■ Bronfragment

ECLI:NL:GHDHA:2013:4663

Gerechtshof Den Haag

Datum uitspraak
26 november 2013
Publicatiedatum
10 december 2013
Zaaknummer
200.110.311-01
Instantie
Gerechtshof Den Haag
Type
Uitspraak
Rechtsgebied
Civiel recht; Intellectueel-eigendomsrecht
Procedures
  • Hoger beroep
Vindplaatsen
  • Rechtspraak.nl
AI samenvatting door LexboostAutomatisch gegenereerd

Hoger beroep inzake proceskostenveroordeling in auteursrechtelijke zaak tussen STR Collectie en Harechair B.V.

In deze zaak gaat het om een hoger beroep van STR Collectie tegen Harechair B.V. inzake een proceskostenveroordeling in een auteursrechtelijke kwestie. Het Gerechtshof Den Haag heeft op 26 november 2013 uitspraak gedaan. STR, vertegenwoordigd door advocaat mr. R.A.J. Zomer, heeft in eerste aanleg een proceskostenvergoeding van € 11.781,25 aan Harechair, vertegenwoordigd door advocaat mr. L.J. Gravendeel, moeten betalen. STR heeft in hoger beroep betoogd dat dit bedrag te hoog is en heeft gevorderd dat Harechair het teveel betaalde bedrag terugbetaalt.

Het hof heeft in zijn arrest geoordeeld dat de grieven van STR grotendeels falen, maar dat de grief betreffende de proceskostenveroordeling in eerste aanleg gedeeltelijk slaagt. Het hof heeft vastgesteld dat de proceskostenvergoeding voor de eerste aanleg moet worden verlaagd naar € 9.389,29. Daarnaast heeft het hof geoordeeld dat STR de proceskosten van het hoger beroep moet dragen, die zijn begroot op € 4.505,94. Het hof heeft ook geoordeeld dat Harechair geen aanspraak kan maken op vergoeding van BTW en dat de proceskostenveroordeling in eerste aanleg moet worden aangepast.

■ Opdracht A
Neem uit de uitspraak van het Gerechtshof Den Haag letterlijk het stuk over dat begint met "Hoger beroep inzake" en doorloopt tot en met "betaalde bedrag terugbetaalt.".
■ Opdracht B
Beantwoord aan de hand van de uitspraak van het Gerechtshof Den Haag:
(i) Wat is het zaaknummer?
(ii) Tot welk bedrag verlaagt het hof de proceskostenvergoeding voor de eerste aanleg?
(iii) Op welk bedrag zijn de proceskosten van het hoger beroep begroot?
■ Opdracht C
Hoe gaat de uitspraak van het Gerechtshof Den Haag over de proceskosten verder? Zet de tekst voort na de laatste zin.
De items spelen hierbij geen enkele rol.

■ Getoonde gegevens
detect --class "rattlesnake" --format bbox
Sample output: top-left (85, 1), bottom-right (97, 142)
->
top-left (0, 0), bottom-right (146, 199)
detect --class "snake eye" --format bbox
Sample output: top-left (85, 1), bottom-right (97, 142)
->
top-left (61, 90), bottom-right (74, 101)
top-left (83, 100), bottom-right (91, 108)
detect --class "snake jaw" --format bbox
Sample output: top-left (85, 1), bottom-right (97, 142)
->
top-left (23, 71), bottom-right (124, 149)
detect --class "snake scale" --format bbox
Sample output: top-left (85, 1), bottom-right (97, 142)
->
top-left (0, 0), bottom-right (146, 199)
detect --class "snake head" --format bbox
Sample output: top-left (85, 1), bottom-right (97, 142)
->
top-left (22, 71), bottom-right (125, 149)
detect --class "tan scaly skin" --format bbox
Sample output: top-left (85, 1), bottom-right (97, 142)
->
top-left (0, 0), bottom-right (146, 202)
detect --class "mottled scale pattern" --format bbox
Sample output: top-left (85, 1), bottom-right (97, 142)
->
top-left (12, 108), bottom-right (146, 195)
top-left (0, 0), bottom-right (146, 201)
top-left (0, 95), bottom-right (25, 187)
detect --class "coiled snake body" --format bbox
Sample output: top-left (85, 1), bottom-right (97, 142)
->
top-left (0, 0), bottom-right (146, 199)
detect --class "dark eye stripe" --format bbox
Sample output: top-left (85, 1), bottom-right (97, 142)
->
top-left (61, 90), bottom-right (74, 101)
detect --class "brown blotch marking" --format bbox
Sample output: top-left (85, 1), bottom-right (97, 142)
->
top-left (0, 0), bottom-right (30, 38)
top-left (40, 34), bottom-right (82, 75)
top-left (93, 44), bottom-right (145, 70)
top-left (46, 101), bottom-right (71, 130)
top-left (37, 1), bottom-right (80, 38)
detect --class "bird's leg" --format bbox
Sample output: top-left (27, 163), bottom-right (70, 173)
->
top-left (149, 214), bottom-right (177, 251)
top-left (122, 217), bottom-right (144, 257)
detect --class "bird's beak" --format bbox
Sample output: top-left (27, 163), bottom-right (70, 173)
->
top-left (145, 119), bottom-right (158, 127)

■ Antwoord A
Hoger beroep inzake proceskostenveroordeling in auteursrechtelijke zaak tussen STR Collectie en Harechair B.V.

In deze zaak gaat het om een hoger beroep van STR Collectie tegen Harechair B.V. inzake een proceskostenveroordeling in een auteursrechtelijke kwestie. Het Gerechtshof Den Haag heeft op 26 november 2013 uitspraak gedaan. STR, vertegenwoordigd door advocaat mr. R.A.J. Zomer, heeft in eerste aanleg een proceskostenvergoeding van € 11.781,25 aan Harechair, vertegenwoordigd door advocaat mr. L.J. Gravendeel, moeten betalen. STR heeft in hoger beroep betoogd dat dit bedrag te hoog is en heeft gevorderd dat Harechair het teveel betaalde bedrag terugbetaalt.

■ Antwoord B
(i) 200.110.311-01
(ii) € 9.389,29
(iii) € 4.505,94

■ Antwoord C
Het hof heeft verder geoordeeld dat Harechair moet terugbetalen wat STR te veel heeft betaald, vermeerderd met wettelijke rente. De beslissing van het hof is uitvoerbaar bij voorraad verklaard, maar er is geen verzoek gedaan om een uitvoerbaar bij voorraad-verklaring. Het arrest is uitgesproken ter openbare terechtzitting, waarbij de rechters en de griffier aanwezig waren.

Uitspraak

GERECHTSHOF DEN HAAG

Afdeling civiel recht
Zaaknummer : 200.110.311/01
Rolnummer Rechtbank : 406938/HA ZA 11-2640

arrest van 26 november 2013

inzake

[appellant],

h.o.d.n.
STR Collectie,
wonende te Sprang-Capelle,
appellant,
hierna te noemen: STR,
advocaat: mr. R.A.J. Zomer te Oosterhout,
tegen

HARECHAIR B.V.,gevestigd te Eemnes,

geïntimeerde,
hierna te noemen: Harechair,
advocaat: mr. L.J. Gravendeel te Hilversum.

Verder verloop van het geding

Voor het verloop van het geding tot aan het arrest van 17 september 2013 verwijst het hof naar dat arrest. Daarbij is STR in de gelegenheid gesteld bij akte te reageren op de door Harechair bij memorie van antwoord overgelegde begroting van haar proceskosten in hoger beroep.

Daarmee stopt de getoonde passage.